## [DOCUMENT SECTION]
↓

About

Providing straightforward information pertaining to drugs, drug use & drug policy. The Grey Pages promotes drug-related literacy and advocates a system of viable and tolerant drug policies. This is my personal collection of commentaries, essays, tid-bits, and other such writings on everything ranging from drug use, drug policy and drug-myths, to drug-science, addiction, human behavior, and the workings of the human brain. I started this blog with a particular focus on opioids, and over the past year have found my interest gravitate toward the intriguing, ever-changing world of designer intoxicants (i.e. "research chemicals" or "designer drugs").

Monday, October 24, 2011

The RX Drug Epidemic: Putting It Into Perspective


US Population in 2007: 301,231,207

Overdose Deaths for All Drugs in 2007: 27,600 (Over 1/2 from opioid RX drugs)

To overestimate and assume 2/3 these deaths were from prescription opioids, the grand total for annual RX opioid deaths comes to 18,400. So considering the following...

That 1 in 16,371 died from an RX opioid overdose, and 1 in 10,914 died from a drug overdose;

...One would have to conclude that creating mass public hysteria by claiming that overdose deaths due to opioids, or any drug for that matter, is a national crisis, is nothing short of alarmist and delibrately misleading.

And interestingly enough, seeing that americans consume 80% of the world's pharmaceutical opioid supply, we're actually seeing the very worst of the issue.

I'm not suggesting that opiate related harm such as addiction and death is not a problem, it certainly is. I'm simply suggesting we set our perception of the issue straight, that we avoid a disproportionate social response which might create and worsen more problems than it sets to attenuate.

Let's compare some other deaths from 2007, also related to lifestyle risks:

Heart disease: 616,067 (Most caused by eating habits, i.e. food addiction)


Chronic lower respiratory diseases: 127,924 (Smoking causes many cases)


Cancer: 562,875 (Often largely brought on by various carcinogens present in foods, sunlight, smoke, preservatives)


(Compared to 27,600 drug overdose deaths & 18,400 of these related to opioids)

All overwhelmingly outnumber opioid abuse related deaths. If we were to legislate away lifestyle risk associated with these conditions; fast food, high fat food and smoking would be illegal.

The mass hysteria and bureaucratic crackdown seem yet further obsurd when considering that the vast, vast, majority of these opioid deaths are a result of delibrate & grossly negligent, or non-therapeutic opioid use; Furthermore, a majority of these opioid related cases are not even caused solely by opioid use, but rather by the concurrent abuse of alcohol, benzodiazepines, illicit drugs, and other intoxicants. Deaths caused by opioids alone, not to mention deaths involving medically sanctioned opioid use for the treatment of pain, are far less common than most alarmists would have us believe.

↑

## [USING THE INFORMATION]
1. Why does the writer of the post on prescription opioid deaths say the United States is seeing the very worst of the issue? Answer in one to three sentences.
2. Resume the post on prescription opioid deaths after its final sentence.
These entries are drawn from a separate source.

(Entries excerpted from a collection)
↓

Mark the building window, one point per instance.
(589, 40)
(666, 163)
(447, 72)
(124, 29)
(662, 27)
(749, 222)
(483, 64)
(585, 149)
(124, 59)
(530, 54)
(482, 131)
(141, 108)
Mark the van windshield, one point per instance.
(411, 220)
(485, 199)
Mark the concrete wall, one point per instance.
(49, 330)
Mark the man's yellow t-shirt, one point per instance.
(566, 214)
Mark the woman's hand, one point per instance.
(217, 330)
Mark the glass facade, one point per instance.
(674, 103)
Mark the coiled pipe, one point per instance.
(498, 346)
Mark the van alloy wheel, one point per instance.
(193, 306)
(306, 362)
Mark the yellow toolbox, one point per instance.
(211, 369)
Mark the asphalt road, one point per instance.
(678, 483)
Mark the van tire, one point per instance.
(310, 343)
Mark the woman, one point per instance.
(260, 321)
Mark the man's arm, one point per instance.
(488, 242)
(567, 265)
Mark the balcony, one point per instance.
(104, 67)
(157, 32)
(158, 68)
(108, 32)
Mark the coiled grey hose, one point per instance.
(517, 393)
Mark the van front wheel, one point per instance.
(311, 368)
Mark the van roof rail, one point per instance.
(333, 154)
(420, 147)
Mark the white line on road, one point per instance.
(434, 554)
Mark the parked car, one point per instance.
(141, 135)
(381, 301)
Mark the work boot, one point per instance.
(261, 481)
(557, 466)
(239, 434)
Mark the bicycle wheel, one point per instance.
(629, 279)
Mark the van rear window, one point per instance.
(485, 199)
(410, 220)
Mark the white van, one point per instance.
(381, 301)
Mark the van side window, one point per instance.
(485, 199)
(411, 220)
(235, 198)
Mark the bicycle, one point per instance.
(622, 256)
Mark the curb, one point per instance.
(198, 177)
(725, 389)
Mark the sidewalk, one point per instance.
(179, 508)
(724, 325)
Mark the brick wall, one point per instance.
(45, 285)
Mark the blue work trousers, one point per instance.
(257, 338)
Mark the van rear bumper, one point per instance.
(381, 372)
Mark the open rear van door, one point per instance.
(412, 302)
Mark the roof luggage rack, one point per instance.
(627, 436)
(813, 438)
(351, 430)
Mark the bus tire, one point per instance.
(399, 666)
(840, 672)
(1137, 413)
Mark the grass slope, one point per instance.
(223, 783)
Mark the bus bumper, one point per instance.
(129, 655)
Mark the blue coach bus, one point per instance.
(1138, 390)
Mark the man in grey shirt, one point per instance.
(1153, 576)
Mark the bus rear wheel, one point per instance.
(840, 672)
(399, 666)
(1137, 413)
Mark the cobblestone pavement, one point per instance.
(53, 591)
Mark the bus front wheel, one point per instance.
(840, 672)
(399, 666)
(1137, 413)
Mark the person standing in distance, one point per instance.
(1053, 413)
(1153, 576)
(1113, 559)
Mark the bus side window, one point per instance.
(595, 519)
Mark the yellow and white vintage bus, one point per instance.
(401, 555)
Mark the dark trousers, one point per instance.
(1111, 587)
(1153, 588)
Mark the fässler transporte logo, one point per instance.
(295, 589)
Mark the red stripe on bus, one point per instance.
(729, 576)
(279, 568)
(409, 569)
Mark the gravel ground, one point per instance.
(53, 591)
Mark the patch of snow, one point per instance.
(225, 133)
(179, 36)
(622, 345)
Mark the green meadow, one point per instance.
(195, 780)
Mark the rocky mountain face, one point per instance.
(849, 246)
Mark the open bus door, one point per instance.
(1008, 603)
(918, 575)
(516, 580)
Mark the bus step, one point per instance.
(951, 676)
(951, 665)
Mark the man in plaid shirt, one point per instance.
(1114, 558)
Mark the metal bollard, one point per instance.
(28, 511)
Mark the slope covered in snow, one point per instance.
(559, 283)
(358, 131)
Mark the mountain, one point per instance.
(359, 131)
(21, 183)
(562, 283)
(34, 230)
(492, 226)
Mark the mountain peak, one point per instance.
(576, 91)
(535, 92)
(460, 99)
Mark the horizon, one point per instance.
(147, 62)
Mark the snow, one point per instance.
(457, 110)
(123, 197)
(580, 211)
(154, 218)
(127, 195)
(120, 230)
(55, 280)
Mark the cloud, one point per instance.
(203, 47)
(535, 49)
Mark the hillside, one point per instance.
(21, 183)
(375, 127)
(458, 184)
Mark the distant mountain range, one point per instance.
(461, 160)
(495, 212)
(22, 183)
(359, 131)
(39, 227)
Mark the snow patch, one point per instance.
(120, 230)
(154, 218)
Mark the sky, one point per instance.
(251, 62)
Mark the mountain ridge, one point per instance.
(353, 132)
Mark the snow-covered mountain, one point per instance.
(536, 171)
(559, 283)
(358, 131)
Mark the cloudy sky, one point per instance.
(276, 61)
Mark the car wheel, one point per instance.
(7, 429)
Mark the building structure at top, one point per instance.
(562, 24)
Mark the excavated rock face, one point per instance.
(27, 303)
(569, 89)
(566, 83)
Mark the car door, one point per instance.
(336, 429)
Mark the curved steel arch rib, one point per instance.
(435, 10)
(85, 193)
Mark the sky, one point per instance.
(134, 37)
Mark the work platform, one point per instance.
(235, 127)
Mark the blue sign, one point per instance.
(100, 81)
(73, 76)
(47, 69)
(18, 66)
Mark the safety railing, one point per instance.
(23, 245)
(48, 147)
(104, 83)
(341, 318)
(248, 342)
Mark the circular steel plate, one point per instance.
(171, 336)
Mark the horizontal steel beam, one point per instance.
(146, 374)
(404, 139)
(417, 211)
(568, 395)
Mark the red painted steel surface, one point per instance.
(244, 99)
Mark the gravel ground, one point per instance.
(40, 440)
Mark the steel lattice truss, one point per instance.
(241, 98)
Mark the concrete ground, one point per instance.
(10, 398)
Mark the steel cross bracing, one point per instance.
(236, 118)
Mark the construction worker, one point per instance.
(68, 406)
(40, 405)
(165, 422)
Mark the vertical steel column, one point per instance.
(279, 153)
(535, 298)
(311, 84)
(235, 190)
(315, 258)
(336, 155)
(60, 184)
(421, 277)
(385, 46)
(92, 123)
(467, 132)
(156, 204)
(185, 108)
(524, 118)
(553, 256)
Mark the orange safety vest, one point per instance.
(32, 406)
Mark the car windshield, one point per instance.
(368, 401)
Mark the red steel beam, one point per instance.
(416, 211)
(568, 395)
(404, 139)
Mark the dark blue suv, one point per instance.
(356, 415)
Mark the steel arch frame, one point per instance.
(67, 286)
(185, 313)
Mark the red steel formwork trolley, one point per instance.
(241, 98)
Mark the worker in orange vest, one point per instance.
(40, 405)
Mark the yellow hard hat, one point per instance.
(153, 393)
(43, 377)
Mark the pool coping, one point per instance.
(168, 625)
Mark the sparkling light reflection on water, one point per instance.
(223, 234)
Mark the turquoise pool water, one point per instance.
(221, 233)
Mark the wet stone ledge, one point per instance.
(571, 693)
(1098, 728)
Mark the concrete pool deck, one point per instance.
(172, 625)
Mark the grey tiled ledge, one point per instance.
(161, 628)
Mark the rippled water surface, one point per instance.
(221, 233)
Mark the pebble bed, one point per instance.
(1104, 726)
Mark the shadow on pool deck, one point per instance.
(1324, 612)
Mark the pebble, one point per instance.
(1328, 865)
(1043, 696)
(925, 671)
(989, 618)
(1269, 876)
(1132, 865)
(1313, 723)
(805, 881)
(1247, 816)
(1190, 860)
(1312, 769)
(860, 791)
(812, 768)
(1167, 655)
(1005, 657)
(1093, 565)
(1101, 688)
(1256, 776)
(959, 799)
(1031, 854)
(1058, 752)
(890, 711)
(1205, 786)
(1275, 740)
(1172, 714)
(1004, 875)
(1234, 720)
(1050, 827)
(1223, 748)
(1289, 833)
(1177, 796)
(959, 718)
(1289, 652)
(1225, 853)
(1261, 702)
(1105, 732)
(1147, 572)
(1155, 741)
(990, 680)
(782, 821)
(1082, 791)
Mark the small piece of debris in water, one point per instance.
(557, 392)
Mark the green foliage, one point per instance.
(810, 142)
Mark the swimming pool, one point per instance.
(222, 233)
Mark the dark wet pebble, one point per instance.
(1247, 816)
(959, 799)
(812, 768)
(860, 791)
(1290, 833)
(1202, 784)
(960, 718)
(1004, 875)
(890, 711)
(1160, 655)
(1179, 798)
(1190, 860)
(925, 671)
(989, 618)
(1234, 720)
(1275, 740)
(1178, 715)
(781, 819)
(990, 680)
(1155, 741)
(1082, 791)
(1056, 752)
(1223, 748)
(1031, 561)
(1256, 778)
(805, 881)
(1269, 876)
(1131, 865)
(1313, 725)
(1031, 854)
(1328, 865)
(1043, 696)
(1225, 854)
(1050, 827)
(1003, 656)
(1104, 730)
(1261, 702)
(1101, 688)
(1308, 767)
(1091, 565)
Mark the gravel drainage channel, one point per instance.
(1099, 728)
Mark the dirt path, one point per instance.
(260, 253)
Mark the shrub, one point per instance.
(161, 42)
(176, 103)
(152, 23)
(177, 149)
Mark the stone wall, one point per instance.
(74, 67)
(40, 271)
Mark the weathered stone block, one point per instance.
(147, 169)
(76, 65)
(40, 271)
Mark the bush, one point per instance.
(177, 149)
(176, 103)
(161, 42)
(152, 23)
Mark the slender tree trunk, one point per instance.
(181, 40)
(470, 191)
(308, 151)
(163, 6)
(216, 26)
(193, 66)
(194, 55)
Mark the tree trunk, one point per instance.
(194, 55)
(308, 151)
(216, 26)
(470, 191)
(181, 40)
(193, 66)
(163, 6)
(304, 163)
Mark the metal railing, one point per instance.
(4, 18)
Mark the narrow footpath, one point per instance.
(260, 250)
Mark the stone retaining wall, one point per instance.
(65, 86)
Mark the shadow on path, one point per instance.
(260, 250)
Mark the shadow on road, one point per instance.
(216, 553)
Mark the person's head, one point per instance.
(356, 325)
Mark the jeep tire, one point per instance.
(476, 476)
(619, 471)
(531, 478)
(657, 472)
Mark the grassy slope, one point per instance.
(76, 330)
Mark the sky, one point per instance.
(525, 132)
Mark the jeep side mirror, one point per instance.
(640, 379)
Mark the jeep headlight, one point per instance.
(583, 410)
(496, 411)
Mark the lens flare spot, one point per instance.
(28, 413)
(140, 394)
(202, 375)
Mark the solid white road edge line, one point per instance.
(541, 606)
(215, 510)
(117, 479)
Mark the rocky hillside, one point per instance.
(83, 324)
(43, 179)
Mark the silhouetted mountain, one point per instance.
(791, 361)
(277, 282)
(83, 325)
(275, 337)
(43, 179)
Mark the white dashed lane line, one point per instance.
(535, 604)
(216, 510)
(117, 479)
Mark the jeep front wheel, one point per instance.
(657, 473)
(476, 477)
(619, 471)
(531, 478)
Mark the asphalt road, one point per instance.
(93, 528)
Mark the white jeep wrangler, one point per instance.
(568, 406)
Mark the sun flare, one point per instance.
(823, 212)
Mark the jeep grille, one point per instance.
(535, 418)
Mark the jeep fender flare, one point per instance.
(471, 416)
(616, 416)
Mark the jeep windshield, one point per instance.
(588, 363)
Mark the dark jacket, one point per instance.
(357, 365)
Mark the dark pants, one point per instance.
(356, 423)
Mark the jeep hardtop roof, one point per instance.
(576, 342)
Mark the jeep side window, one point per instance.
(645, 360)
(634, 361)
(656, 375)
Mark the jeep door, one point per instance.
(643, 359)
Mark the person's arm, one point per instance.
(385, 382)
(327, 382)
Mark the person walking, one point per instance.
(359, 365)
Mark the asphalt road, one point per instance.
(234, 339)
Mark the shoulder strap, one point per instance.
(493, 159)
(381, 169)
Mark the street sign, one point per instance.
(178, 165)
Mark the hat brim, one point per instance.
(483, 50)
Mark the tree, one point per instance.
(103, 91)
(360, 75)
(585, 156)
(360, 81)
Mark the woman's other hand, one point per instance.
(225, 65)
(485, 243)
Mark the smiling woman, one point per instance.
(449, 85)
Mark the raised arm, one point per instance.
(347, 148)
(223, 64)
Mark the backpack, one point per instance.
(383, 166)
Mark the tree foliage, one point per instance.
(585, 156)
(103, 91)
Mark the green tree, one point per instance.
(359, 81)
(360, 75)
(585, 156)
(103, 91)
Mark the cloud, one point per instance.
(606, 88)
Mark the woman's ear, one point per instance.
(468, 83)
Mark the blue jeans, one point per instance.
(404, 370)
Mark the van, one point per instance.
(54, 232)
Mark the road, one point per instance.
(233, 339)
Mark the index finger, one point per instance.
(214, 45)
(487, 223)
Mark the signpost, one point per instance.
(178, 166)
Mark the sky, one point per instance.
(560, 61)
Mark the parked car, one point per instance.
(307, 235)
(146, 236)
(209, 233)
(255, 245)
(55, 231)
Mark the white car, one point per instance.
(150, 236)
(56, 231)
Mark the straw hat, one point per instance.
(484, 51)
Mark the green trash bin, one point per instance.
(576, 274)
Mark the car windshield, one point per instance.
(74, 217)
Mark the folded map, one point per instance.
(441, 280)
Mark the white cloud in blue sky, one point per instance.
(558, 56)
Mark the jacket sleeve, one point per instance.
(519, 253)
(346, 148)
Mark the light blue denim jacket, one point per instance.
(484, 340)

↑

## [LIST OF ANSWERS]
1. Americans consume 80% of the world's pharmaceutical opioid supply. The problem therefore shows up in its most severe form in the United States.

2.
The entire notion that opioid abuse, addiction and overdose has become an epidemic is largely reliant on the assertion that opioid abuse and addiction, like heart disease or the bubonic plague, is involuntary. And to those perpetuating the pseudoscientific claim that opioid abusers are victims and can not help themselves; such mindless rhetoric has been adressed many times here before, and is not even worthy of being acknowledged. The notion that "drugs themselves addict users" and addicts cannot control their behavior is nothing more than the product of religious propaganda, age old superstitions & voodoo pharmacology.

Drugs are inanimate & insentient entities.

They are neither good nor evil. They do not inevitably cause harm. Drugs are not contagious. Drugs cannot destroy will power or decision making ability. Drugs have no inherent willful powers and are incapable of acting on their own. Drugs do not attack, destroy, or infect individuals and drugs do not infect communities.

Some try to reason: "No one as a child ever aspired to become addicted to drugs, therefore addiction is a disease, it's something they catch from drugs, they must be helpless and unable to control themselves"

To this I say: No one as a child aspires to become a janitor; this does not mean they don't make the choice to accept the job, and does not make "janitorialism" a disease. No one as a child dreams of becoming obese; this does not mean they don't choose to overindulge in food, nor does it make gluttony a disease. No one as a child aspires to becoming a felon; this does not mean they couldn't help but rob, steal, or kill.

We should be approaching this problem with truthful education. We must 'rebuild and maintain' rather than limit, our allowance of individual choice, while emphasizing individual responsibility and good decision making.